* Start TASK MATERIAL *

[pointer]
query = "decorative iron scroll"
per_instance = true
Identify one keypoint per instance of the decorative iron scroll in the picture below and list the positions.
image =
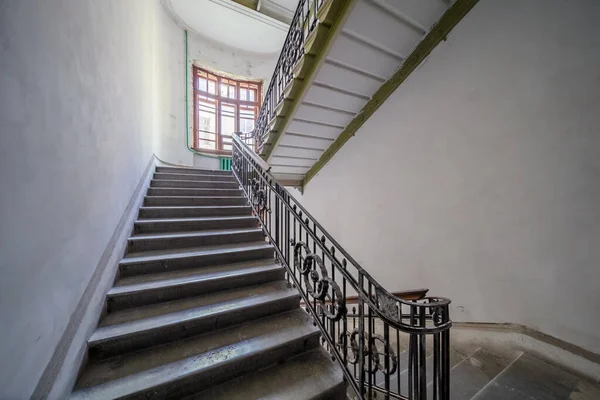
(318, 283)
(374, 355)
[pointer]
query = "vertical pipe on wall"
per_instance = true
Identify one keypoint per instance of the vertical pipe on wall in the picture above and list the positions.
(187, 102)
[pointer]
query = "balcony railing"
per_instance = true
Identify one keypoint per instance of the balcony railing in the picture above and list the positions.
(303, 23)
(387, 346)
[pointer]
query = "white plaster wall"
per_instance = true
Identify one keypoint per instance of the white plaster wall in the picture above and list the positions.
(480, 177)
(82, 106)
(169, 74)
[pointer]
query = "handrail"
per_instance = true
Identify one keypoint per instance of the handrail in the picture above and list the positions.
(303, 23)
(323, 272)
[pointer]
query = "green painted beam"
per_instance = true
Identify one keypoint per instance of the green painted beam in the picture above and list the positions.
(337, 10)
(438, 33)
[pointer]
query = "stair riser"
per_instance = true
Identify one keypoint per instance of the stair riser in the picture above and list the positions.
(120, 302)
(201, 178)
(193, 192)
(192, 201)
(223, 371)
(194, 212)
(187, 242)
(188, 226)
(192, 171)
(189, 328)
(195, 184)
(205, 260)
(338, 392)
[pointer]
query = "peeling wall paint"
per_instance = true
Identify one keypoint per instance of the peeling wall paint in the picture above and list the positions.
(87, 94)
(479, 176)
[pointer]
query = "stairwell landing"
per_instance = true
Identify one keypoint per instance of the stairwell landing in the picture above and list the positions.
(200, 309)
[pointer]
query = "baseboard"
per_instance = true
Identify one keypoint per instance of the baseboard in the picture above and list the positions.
(557, 351)
(62, 370)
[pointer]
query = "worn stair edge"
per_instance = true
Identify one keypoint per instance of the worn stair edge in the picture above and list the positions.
(162, 261)
(309, 376)
(190, 170)
(181, 240)
(120, 366)
(193, 211)
(193, 177)
(194, 201)
(196, 282)
(212, 192)
(188, 376)
(167, 183)
(135, 335)
(143, 226)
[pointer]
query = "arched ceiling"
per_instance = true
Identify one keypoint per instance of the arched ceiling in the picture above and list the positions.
(230, 23)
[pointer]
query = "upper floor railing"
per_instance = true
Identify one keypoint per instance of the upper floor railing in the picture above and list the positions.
(386, 345)
(303, 23)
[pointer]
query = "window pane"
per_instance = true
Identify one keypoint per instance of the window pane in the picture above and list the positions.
(207, 123)
(202, 84)
(227, 119)
(212, 87)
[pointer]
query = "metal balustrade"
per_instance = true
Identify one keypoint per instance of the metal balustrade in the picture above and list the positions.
(386, 346)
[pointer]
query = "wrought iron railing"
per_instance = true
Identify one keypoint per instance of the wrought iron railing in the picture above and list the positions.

* End TASK MATERIAL *

SHORT PROBLEM
Output the records above exactly as they are, leaving out the pictures.

EXERCISE OUTPUT
[pointer]
query = "decorative iron scroll"
per_instance = true
Identify one keypoint per instance of the decorative iron scroll in the picture below and list the positions.
image =
(318, 283)
(374, 355)
[pointer]
query = "vertical pipe on wall"
per_instance = true
Identify one keypoint per instance of the vertical pipe on wall in the picture above and list the positions.
(187, 102)
[pointer]
query = "balcony railing"
per_instance = true
Identify one keypoint per instance of the balcony railing in the picture above and list the positions.
(303, 23)
(387, 346)
[pointer]
query = "white plaster wall"
per_instance = true
Identify one keypoint per instance of the white plaster wall in the picture above and list the positions.
(480, 177)
(82, 106)
(169, 74)
[pointer]
query = "handrail"
per_instance = true
Identify one keypoint per instance of the handrail in the picture above and list the positions.
(303, 23)
(323, 272)
[pointer]
query = "green painted beam"
per_instance = true
Identify one keypoint per instance of the green painted beam in the picture above and list the positions.
(337, 10)
(438, 33)
[pointer]
query = "stair riser"
per_instance = true
Identify one keypoint per instance of the stair riser in the picture above and list the positions.
(120, 302)
(201, 178)
(193, 192)
(192, 201)
(223, 371)
(194, 212)
(187, 242)
(188, 226)
(192, 171)
(189, 328)
(195, 184)
(205, 260)
(338, 392)
[pointer]
query = "peeling wall paint"
per_instance = true
Identify one keypoint per instance of the peeling wall paint in the picture above and list the positions.
(87, 94)
(479, 176)
[pointer]
query = "stairwell landing"
per_instance = true
Identify one keypoint per instance of the stairwell landing in the picture above and list the positions.
(200, 309)
[pointer]
query = "baseboard"
per_instance = true
Identify one keypoint per instance of the baseboard in the picture above and list the positions.
(557, 351)
(62, 370)
[pointer]
query = "worn stair edge"
per_instance = true
Identify one keypoint per instance of the worn stair edge in the picture above and list the positions.
(162, 261)
(309, 376)
(190, 170)
(181, 240)
(120, 366)
(193, 211)
(193, 177)
(194, 201)
(196, 282)
(212, 192)
(188, 376)
(167, 183)
(135, 335)
(143, 226)
[pointer]
query = "arched ceiling"
per_instance = true
Identify one keypoint per instance of the arched ceiling in the picture above and list the positions.
(230, 23)
[pointer]
query = "upper floor railing"
per_instance = true
Identify one keypoint per instance of the upper floor railing in the picture above and list the positions.
(386, 345)
(303, 23)
[pointer]
query = "window pane"
per_instance = true
Identify one keypoint per instance of the window pane in the picture above and list the positions.
(207, 123)
(202, 84)
(227, 119)
(212, 87)
[pointer]
query = "metal balustrade"
per_instance = true
Identify one keypoint per instance of the metal balustrade in the picture above and list the positions.
(386, 346)
[pointer]
query = "wrought iron railing"
per_instance = true
Identify one keypoint per instance of the wrought iron railing in the picture above and list the positions.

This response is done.